Audio based methods are an alternate technique that can be used to monitor environments to improve safety and security with reliability. In addition audio based methods can provide invaluable support to the surveillance efforts. Another benefit is relatively lower cost in setting up an audio based infrastructure.
Currently available audio-based surveillance systems work on pattern matching, where the temporal patterns of different sounds that occur repeatedly in an environment are learnt. There is typically a reference databank of temporal pattern of sounds corresponding to known events. One technique describes a system and method to record recurring sounds in an ambient environment, and these sounds are compared with sounds pre-captured in a reference database. For instance, sounds that co-respond to a regular routine in a day—such as opening and closing of doors, sound of water boiling, movement of people at a particular time and so on. Count of sound occurrences are maintained and any deviation from a pre-defined threshold is marked as an abnormal, for instance if kettle boils at 7 am instead of 6:30 am, if the door opening sound is less than a pre-defined frequency. Visual information such as an output from a video camera for the environment are used to co-relate any detected abnormality.
Yet another known method is to survey sounds emanating from a target environment, and capture these to create a preparatory database, wherein these are further studied by operators who will use the system. The method further describes how an operator will mark a sound heard in a real scenario and also signals the type of scenario. For instance, sound of glass breaking, or a gun shot in the audio and marked as a deviation. A spectral analysis is performed for the location where the sound is heard and this is compared with similar sounds recorded in the preparatory database to identify events. The process comprises identification of similar sounds and performing a match operation in a reference database before marking it as a definite abnormality.
Often, these systems are unable to raise an alarm in real-time, especially if the event requires the analysis of a temporally lengthy sound signal further, there are false negatives for an alarm raised just because an activity or an event may not be in the exact sequence for a set of activities matched from the reference database. Some of the limitations of existing audio based systems are that they need to be extensively trained to detect what is an uncharacteristic sound and what is not. Secondly, a sound that is normal around some time of the day may not necessarily be normal during some other time of the day or when occurring with another event. Also, current systems do not consider use of mobile sources of sound input.
There is a need for a system to automatically identify an event based on sound superimposed by the inputs about the context. Here the context may mean, time, position or setting of the observation, pre-existing knowledge such as train schedules in a train station, class schedules in a school, etc. Identification of an event should also be determined through self-learning processes configured in the system.

WHAT THIS EXERCISE ASKS:
- A) Decide whether each statement agrees with the passage on audio surveillance, answering yes or no and quoting the deciding words of the passage: (i) Setting up an audio-based infrastructure costs relatively little. (ii) Current systems make use of mobile sources of sound input. (iii) In one known method, operators study the sounds gathered in a preparatory database.
- B) Write out the part of the passage on audio surveillance starting with "Yet another known" and going on through "a definite abnormality.".

INFORMATION SUPPLIED:

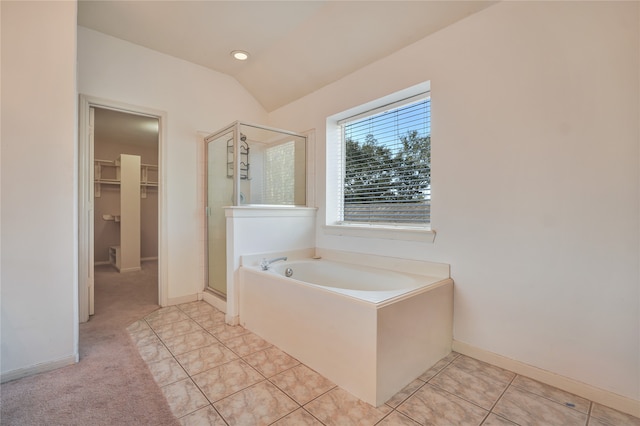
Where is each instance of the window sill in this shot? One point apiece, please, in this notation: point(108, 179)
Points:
point(421, 234)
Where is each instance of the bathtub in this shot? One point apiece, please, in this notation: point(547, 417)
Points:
point(370, 330)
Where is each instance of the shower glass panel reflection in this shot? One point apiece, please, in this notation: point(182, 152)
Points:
point(247, 165)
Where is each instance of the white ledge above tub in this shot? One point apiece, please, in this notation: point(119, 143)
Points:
point(384, 232)
point(266, 210)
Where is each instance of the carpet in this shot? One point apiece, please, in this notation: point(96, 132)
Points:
point(111, 385)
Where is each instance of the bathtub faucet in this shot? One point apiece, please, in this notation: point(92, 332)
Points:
point(264, 263)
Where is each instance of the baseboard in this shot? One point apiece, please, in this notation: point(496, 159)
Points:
point(213, 300)
point(182, 299)
point(592, 393)
point(38, 368)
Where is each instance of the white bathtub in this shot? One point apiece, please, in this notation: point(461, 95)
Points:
point(370, 330)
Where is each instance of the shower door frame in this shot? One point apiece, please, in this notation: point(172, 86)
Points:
point(235, 128)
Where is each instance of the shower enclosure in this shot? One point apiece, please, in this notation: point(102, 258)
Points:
point(248, 164)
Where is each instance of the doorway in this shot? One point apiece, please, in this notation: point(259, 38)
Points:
point(114, 138)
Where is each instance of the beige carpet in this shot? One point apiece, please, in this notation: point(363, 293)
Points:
point(111, 384)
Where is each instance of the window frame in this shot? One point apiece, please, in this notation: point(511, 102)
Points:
point(335, 174)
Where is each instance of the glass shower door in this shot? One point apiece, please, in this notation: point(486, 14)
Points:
point(219, 195)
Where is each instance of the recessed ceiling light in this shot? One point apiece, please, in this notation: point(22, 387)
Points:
point(240, 55)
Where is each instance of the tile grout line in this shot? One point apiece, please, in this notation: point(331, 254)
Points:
point(498, 400)
point(189, 376)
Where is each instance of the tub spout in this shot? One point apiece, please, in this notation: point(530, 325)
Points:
point(264, 263)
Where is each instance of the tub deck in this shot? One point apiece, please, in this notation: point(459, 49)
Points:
point(373, 350)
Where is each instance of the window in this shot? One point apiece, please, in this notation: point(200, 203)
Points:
point(385, 159)
point(279, 174)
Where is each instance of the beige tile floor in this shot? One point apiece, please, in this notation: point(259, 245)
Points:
point(215, 374)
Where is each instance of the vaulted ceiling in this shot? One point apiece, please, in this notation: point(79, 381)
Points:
point(295, 47)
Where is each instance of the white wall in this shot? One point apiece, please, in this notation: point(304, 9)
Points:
point(39, 180)
point(535, 180)
point(195, 99)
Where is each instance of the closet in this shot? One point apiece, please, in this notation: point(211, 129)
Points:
point(132, 178)
point(125, 192)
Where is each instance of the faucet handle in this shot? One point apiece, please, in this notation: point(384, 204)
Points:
point(264, 264)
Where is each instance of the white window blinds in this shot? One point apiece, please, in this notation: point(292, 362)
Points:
point(386, 163)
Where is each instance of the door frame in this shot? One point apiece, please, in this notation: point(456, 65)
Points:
point(86, 198)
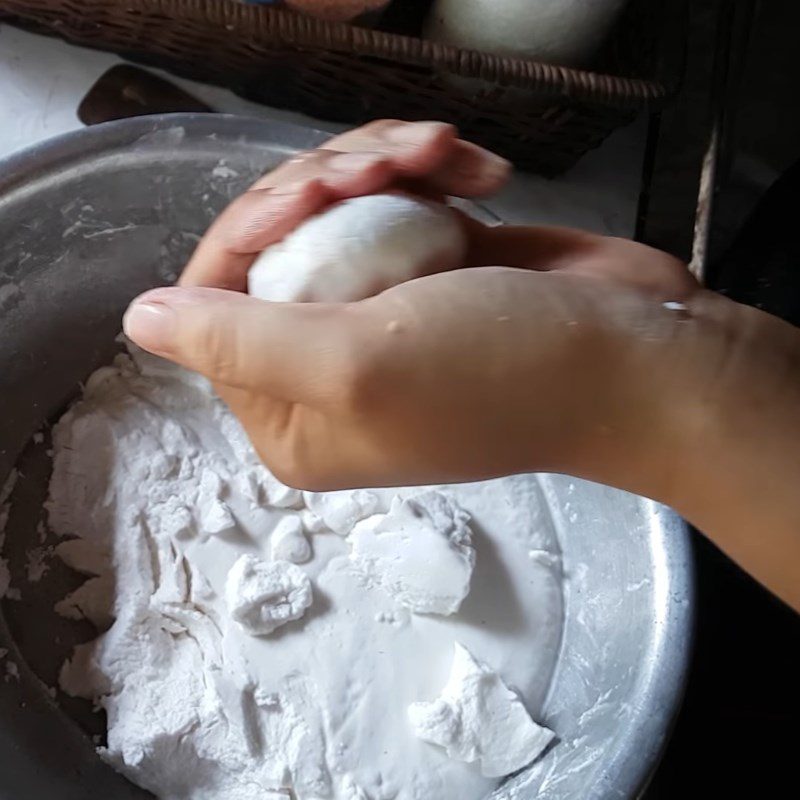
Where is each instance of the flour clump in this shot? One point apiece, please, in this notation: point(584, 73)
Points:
point(263, 595)
point(420, 552)
point(478, 718)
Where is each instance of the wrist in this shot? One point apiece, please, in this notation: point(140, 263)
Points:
point(734, 454)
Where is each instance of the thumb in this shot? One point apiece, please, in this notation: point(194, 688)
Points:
point(289, 351)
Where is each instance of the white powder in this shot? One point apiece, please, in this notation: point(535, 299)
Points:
point(263, 595)
point(199, 709)
point(478, 718)
point(289, 542)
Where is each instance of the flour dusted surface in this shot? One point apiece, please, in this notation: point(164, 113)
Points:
point(165, 495)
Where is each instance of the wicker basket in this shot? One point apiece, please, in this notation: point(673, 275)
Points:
point(542, 117)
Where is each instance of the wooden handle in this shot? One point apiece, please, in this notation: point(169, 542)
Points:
point(125, 91)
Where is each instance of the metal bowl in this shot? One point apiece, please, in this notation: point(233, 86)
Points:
point(90, 219)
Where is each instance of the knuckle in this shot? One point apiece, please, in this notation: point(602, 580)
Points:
point(357, 377)
point(217, 348)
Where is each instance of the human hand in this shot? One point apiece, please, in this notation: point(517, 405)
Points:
point(572, 362)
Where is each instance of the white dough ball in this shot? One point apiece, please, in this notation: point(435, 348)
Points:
point(358, 248)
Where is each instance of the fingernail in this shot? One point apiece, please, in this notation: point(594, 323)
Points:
point(489, 166)
point(496, 166)
point(354, 162)
point(150, 325)
point(416, 132)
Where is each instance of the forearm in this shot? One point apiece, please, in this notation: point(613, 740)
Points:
point(724, 449)
point(742, 477)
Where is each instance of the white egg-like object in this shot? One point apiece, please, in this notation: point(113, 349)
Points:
point(358, 248)
point(566, 32)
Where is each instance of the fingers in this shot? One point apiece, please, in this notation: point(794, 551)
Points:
point(288, 352)
point(425, 157)
point(549, 249)
point(431, 152)
point(266, 214)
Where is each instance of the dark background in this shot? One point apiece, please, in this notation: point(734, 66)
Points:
point(738, 734)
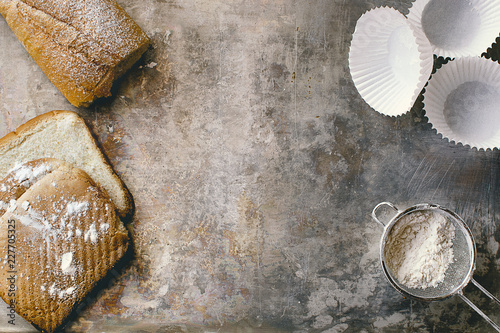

EXPECTED ANSWERS:
- A)
(i) Yes: "relatively lower cost in setting up an audio based infrastructure"
(ii) No: "current systems do not consider use of mobile sources of sound input"
(iii) Yes: "capture these to create a preparatory database, wherein these are further studied by operators who will use the system"

- B)
Yet another known method is to survey sounds emanating from a target environment, and capture these to create a preparatory database, wherein these are further studied by operators who will use the system. The method further describes how an operator will mark a sound heard in a real scenario and also signals the type of scenario. For instance, sound of glass breaking, or a gun shot in the audio and marked as a deviation. A spectral analysis is performed for the location where the sound is heard and this is compared with similar sounds recorded in the preparatory database to identify events. The process comprises identification of similar sounds and performing a match operation in a reference database before marking it as a definite abnormality.